Source
%%

Article written by Brother Robert Schieler, who served as Superior General of the Institute of the Brothers of the Christian Schools from 2014-2022.
The new Pope Leo XIV is not unfamiliar with our Institute or with the Brothers.
In 2014, the Brothers of the Christian Schools held their 45th General Chapter at their Generalate (or Mother House) in Rome. The purpose of a General Chapter was to undertake a periodic evaluation of the Institute, continue its adaptation and renewal, establish guidelines and direction for that adaptation and renewal, and to elect the Brother Superior and General Councilors.[1]
In the early stages of a Chapter there is a retreat with an invited facilitator. A retreat permits the elected Chapter delegates to suspend their normal routines, to step back, take a deep breath, and enter a period of spiritual discernment to prepare themselves for the momentous decisions that they will take at the Chapter’s conclusion. By placing themselves in the presence of God, they hope that they may collectively hear the voice of the Holy Spirit and better understand and meet the needs of the time.
The person chosen to facilitate the three-day retreat in 2014 was a good friend of Brother Álvaro Rodriguez, the Brothers’ Superior General at the time. This friend was Father Robert Prevost, the future Pope Leo XIV and former Prior General of the Augustinians. Their friendship developed while both led their respective religious families. At the time, Brother Álvaro was serving two terms as president of the Union of Superiors General (USG), the first non-ordained religious to do so. Prior to his election a candidate for the office had to be a priest. Recalling his time with Father Prevost, Brother Álvaro said, “I remember him as a friendly religious, always close, with a deep spirituality and great availability”.
Brother Álvaro further recalled, “I remember in a special way our involvement in the Synod on the New Evangelization in 2012”. During that synod, the elected Superiors General were permitted to make an intervention. Brother Álvaro’s presentation was on young people and the new evangelization and the theme developed by the then Prior, Robert Prevost, was on the characteristics of the new evangelization.

%%

Information given
%%

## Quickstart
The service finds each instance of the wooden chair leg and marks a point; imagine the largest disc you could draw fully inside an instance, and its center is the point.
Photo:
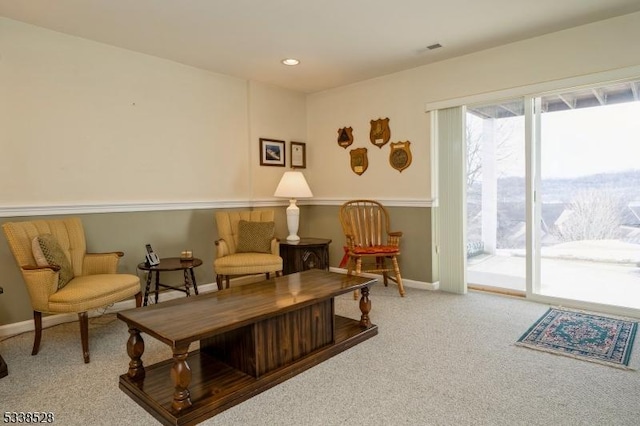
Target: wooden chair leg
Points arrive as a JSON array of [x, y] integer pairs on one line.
[[396, 269], [84, 335], [37, 322]]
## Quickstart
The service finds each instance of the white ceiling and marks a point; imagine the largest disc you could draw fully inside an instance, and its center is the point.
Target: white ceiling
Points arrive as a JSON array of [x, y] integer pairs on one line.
[[337, 41]]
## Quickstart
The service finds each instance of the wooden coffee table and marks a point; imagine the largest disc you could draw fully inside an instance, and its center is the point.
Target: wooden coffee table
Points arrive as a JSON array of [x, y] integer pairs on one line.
[[252, 337]]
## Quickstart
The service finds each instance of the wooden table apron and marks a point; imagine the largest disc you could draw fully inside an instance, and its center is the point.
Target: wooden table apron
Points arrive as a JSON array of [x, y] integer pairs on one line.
[[252, 337]]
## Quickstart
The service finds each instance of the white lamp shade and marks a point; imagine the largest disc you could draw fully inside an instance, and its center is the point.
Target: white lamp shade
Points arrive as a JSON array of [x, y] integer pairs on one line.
[[293, 185]]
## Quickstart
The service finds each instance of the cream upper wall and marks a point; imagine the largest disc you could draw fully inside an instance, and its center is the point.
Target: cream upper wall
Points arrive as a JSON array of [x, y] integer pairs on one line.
[[602, 46], [274, 113], [84, 122]]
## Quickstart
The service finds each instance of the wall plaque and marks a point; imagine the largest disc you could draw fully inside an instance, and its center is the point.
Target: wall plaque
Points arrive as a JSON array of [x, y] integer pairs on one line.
[[400, 155], [359, 160], [345, 137], [380, 132]]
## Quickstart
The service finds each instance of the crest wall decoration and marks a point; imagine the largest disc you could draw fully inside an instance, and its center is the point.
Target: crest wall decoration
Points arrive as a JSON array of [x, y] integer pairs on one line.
[[380, 132], [359, 160], [400, 155], [345, 137]]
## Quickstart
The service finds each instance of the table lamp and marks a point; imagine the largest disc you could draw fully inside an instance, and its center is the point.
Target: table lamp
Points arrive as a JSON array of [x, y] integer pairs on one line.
[[292, 186]]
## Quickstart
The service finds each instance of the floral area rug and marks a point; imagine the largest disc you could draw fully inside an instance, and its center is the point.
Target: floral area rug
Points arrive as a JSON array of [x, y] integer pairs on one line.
[[586, 336]]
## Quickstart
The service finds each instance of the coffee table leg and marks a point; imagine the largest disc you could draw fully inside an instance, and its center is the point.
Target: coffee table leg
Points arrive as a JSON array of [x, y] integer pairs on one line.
[[365, 308], [181, 376], [135, 349]]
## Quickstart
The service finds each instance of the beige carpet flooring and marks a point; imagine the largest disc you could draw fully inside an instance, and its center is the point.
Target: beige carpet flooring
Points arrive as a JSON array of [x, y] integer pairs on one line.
[[439, 359]]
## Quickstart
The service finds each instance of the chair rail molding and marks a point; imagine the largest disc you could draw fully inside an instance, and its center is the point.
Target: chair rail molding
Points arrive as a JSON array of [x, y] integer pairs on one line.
[[65, 209]]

%%

Problem statement
Please extract the passage of the article on Pope Leo XIV and the Brothers starting at "Brother Álvaro further" and ending at "the new evangelization.". Work only from the article on Pope Leo XIV and the Brothers.

Final result
Brother Álvaro further recalled, “I remember in a special way our involvement in the Synod on the New Evangelization in 2012”. During that synod, the elected Superiors General were permitted to make an intervention. Brother Álvaro’s presentation was on young people and the new evangelization and the theme developed by the then Prior, Robert Prevost, was on the characteristics of the new evangelization.